* _Work to be completed_: Your task is to transcribe the entries below exactly, from their first line down to the line containing "One marker per instance, written like [(272, 126)].", and to stop there.

(Extracted records)

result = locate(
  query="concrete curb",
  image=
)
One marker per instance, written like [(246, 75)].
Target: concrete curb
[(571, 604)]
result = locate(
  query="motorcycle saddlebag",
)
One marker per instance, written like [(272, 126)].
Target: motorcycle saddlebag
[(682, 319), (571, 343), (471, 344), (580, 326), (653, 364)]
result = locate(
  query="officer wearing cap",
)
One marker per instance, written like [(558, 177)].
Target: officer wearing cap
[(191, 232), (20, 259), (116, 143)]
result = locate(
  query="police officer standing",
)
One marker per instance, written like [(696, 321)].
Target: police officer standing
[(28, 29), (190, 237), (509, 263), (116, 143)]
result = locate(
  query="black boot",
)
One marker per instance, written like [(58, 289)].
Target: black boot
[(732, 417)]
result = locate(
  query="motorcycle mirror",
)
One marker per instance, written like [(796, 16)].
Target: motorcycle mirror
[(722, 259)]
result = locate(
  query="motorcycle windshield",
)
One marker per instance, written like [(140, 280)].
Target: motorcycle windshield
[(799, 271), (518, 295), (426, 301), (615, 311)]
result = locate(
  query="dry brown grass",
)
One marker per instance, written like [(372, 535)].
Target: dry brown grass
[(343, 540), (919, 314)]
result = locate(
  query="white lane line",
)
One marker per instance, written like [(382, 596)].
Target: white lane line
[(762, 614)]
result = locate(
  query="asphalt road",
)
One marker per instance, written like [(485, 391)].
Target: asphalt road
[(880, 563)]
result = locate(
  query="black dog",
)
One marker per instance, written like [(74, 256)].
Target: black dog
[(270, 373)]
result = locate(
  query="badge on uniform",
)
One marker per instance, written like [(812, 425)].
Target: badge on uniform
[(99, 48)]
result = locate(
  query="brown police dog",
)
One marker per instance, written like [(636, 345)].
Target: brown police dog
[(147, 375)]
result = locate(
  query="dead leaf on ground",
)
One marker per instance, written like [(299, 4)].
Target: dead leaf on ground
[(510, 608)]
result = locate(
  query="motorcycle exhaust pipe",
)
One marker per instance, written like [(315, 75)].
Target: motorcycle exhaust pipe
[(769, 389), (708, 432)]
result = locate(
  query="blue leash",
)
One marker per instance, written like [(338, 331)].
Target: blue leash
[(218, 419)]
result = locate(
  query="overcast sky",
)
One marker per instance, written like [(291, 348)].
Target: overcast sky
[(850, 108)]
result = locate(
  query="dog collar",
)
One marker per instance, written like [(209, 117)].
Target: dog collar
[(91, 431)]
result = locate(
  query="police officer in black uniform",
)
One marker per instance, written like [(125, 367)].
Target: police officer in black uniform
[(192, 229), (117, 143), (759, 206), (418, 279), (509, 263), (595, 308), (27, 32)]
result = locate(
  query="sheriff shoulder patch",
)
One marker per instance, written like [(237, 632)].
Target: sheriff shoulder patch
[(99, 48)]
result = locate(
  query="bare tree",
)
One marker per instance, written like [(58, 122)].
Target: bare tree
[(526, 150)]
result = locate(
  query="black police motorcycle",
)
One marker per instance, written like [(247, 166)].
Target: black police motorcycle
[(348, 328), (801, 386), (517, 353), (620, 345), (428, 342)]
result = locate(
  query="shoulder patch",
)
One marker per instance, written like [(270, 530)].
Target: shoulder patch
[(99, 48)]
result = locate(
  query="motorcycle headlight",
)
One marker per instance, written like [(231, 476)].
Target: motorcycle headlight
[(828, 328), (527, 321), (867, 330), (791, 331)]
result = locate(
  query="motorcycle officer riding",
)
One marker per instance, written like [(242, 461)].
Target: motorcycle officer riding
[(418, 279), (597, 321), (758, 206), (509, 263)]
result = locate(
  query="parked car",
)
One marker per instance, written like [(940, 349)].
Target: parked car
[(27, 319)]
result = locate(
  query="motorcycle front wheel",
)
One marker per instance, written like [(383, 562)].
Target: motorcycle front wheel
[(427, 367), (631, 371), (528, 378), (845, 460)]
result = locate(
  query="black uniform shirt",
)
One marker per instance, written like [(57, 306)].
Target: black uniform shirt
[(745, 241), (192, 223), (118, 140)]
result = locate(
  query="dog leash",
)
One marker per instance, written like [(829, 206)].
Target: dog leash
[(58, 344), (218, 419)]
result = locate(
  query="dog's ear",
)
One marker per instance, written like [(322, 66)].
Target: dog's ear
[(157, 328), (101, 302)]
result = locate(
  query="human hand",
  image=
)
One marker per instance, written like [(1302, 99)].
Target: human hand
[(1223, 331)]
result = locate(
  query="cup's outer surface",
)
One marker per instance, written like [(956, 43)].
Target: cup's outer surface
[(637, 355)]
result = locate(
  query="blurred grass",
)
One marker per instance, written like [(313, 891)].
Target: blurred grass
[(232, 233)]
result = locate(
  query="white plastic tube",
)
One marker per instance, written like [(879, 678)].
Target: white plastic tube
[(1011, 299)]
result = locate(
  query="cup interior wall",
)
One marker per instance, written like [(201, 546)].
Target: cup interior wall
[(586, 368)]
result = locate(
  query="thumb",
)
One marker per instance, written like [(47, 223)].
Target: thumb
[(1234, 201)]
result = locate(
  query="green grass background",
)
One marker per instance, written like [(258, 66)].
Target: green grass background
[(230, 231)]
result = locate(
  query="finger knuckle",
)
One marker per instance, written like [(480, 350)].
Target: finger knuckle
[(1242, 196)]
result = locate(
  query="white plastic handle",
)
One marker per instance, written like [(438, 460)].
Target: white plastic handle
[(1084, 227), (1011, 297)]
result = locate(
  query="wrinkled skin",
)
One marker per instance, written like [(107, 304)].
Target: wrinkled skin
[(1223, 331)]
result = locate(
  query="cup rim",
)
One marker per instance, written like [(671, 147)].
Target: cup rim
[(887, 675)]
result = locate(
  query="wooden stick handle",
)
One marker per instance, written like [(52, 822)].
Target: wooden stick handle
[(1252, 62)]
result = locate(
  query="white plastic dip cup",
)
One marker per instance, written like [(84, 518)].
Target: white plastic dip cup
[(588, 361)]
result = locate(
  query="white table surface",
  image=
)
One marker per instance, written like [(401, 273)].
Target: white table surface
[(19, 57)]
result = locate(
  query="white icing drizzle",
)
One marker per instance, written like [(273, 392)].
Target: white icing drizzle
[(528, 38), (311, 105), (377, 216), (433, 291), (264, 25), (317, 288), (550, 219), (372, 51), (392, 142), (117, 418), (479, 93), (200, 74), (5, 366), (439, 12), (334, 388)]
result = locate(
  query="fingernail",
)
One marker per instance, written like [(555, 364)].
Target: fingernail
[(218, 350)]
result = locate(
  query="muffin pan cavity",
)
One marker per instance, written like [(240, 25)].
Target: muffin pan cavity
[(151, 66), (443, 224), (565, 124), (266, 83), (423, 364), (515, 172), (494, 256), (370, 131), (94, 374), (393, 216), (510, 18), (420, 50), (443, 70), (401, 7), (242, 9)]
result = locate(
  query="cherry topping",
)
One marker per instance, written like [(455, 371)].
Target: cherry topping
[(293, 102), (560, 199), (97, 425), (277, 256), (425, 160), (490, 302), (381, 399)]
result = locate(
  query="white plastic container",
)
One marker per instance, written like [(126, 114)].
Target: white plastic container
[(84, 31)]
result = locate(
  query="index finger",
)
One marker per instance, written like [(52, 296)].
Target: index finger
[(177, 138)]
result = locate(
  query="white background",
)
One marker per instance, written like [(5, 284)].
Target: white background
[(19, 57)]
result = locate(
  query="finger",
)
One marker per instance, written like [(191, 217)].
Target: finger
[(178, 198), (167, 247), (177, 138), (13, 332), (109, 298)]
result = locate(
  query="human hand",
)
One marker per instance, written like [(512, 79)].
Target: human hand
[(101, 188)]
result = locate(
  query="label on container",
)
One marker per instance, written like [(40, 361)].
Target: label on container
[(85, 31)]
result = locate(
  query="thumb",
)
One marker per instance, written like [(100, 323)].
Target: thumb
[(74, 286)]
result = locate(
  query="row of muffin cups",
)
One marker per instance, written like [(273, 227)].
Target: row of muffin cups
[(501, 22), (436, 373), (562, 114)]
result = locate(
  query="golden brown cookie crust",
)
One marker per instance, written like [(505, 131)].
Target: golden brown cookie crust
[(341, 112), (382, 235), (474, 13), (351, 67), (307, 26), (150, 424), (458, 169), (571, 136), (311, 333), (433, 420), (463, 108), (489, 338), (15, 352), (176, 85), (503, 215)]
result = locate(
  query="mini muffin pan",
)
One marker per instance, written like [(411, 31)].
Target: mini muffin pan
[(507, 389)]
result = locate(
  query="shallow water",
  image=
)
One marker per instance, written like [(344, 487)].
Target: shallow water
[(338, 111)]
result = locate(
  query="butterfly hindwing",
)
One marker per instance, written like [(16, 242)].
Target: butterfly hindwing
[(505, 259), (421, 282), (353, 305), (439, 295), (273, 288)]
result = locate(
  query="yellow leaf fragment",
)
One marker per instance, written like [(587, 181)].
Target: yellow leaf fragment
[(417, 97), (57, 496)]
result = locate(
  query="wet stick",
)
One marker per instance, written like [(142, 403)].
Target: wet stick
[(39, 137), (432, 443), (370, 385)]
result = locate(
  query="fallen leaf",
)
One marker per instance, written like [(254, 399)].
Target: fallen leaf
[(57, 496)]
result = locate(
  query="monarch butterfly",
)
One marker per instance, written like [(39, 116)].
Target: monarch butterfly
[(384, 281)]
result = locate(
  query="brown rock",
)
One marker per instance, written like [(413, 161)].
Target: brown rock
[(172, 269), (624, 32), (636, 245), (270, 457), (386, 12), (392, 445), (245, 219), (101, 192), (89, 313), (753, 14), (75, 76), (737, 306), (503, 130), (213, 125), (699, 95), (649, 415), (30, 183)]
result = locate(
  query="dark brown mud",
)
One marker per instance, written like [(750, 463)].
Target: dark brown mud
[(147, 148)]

(End Extracted records)

* _Reply to the exercise_:
result = locate(
  query="concrete curb",
  image=
)
One marker per instance, written like [(246, 75)].
Target: concrete curb
[(571, 604)]
result = locate(
  query="motorcycle saddlebag",
)
One marker per instance, written like [(272, 126)].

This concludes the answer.